Reproduza fielmente as linhas de todos os registros abaixo, sem qualquer alteração.

——————

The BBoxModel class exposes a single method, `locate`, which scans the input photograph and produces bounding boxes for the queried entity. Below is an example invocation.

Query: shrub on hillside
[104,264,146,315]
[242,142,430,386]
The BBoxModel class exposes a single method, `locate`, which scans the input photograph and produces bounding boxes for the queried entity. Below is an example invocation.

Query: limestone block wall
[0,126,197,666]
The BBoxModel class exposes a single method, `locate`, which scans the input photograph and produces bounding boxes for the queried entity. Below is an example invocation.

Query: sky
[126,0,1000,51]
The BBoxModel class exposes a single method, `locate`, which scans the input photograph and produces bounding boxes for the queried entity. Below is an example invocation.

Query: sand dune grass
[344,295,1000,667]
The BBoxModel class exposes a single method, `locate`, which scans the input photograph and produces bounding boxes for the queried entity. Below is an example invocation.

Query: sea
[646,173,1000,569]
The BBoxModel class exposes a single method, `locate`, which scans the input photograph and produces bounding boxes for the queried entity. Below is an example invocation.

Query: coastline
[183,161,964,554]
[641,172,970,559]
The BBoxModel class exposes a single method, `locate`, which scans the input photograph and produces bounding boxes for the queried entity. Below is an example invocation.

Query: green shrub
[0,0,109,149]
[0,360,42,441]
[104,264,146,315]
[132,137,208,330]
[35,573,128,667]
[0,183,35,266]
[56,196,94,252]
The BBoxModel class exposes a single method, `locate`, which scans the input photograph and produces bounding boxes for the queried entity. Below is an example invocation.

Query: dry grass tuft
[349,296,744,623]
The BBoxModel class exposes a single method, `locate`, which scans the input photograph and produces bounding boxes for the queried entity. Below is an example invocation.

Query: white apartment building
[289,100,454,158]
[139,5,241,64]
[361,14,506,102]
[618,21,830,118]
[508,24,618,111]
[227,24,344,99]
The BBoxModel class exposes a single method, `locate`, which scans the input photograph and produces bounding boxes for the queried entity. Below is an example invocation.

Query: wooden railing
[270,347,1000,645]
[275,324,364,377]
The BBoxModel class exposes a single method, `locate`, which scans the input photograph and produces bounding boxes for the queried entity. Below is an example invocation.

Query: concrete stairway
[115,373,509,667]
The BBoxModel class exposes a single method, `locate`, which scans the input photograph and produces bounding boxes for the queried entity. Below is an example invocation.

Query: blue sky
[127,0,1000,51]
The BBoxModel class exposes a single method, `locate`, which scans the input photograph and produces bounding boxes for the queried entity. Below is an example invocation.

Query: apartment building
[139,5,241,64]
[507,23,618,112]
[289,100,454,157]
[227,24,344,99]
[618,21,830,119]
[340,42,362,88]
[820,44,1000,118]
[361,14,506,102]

——————

**RESPOSTA À TAREFA**
The BBoxModel class exposes a single method, `locate`, which scans the input photograph and produces bounding boxes for the queried entity. Below is an example invocation.

Query: shrub on hillside
[104,264,146,315]
[242,142,430,386]
The BBoxModel class exposes a single method, `locate`, which scans the input photograph and produces bounding boxes for the queried entity. Below is an example invocation.

Query: limestone block wall
[0,126,197,666]
The BBoxModel class exposes a single method, `locate`, which scans the input photograph and produces bounding boxes for the queried entity. Below is an example invocation.

Query: sky
[126,0,1000,51]
The BBoxModel class exposes a single method, `locate`, which scans the input photograph and produces bounding boxes for the queried entity. Below is an example invocation.

Query: sand dune grass
[344,295,1000,667]
The BBoxModel class exposes a single method, `locate`, which scans the input photograph and produces bounding boxes for the queried entity. Below is an example invocation.

Query: sea
[646,173,1000,569]
The BBoxModel class exposes a single method, `locate`, which scans the input photograph and produces bounding boxes for the queried entity. Below is an example invocation.

Query: coastline
[183,161,964,554]
[641,172,970,559]
The BBoxModel class exposes a single method, `locate`, which scans the input photograph and produces bounding boxes for the queried entity. Below is an example invocation.

Query: green shrub
[0,0,109,149]
[0,360,42,441]
[104,264,146,315]
[132,137,208,330]
[35,573,128,667]
[0,183,35,266]
[56,196,94,252]
The BBoxModel class exposes a single method, `locate`, which scans the input photograph and produces bounding boxes for the queried entity. Below is an example invocation.

Query: dry grass tuft
[349,296,744,623]
The BBoxModel class exposes a single method, `locate`, which scans the input photograph and produces bounding boxes for the queried entity. Below is an example invocation.

Query: white apartment building
[289,100,454,158]
[139,5,241,64]
[361,14,506,102]
[618,21,830,118]
[508,24,618,111]
[227,24,344,99]
The BBoxModel class exposes a single method, `locate`, which scans the input photograph and produces bounding boxes for the queried entity. Below is an example invocation.

Query: wooden railing
[270,347,1000,645]
[275,324,364,377]
The BBoxModel class exposes a single method, `locate`, which scans the input photograph and produces bounding boxes for the queried entity. Below is an example invocation.

Query: concrete stairway
[115,373,509,667]
The BBoxModel class exposes a single method, `locate`, which scans the input photograph and produces bounding boxes for the queried entity. Below is an example invocation.

Query: blue sky
[127,0,1000,51]
The BBoxModel class exposes a single method, `locate`, which scans the input photograph and produces bounding boxes for the queried entity. Below is an example invocation.

Query: apartment building
[139,5,241,64]
[507,23,618,112]
[289,100,454,157]
[227,24,344,99]
[618,21,830,119]
[340,42,362,88]
[820,44,1000,118]
[361,14,506,102]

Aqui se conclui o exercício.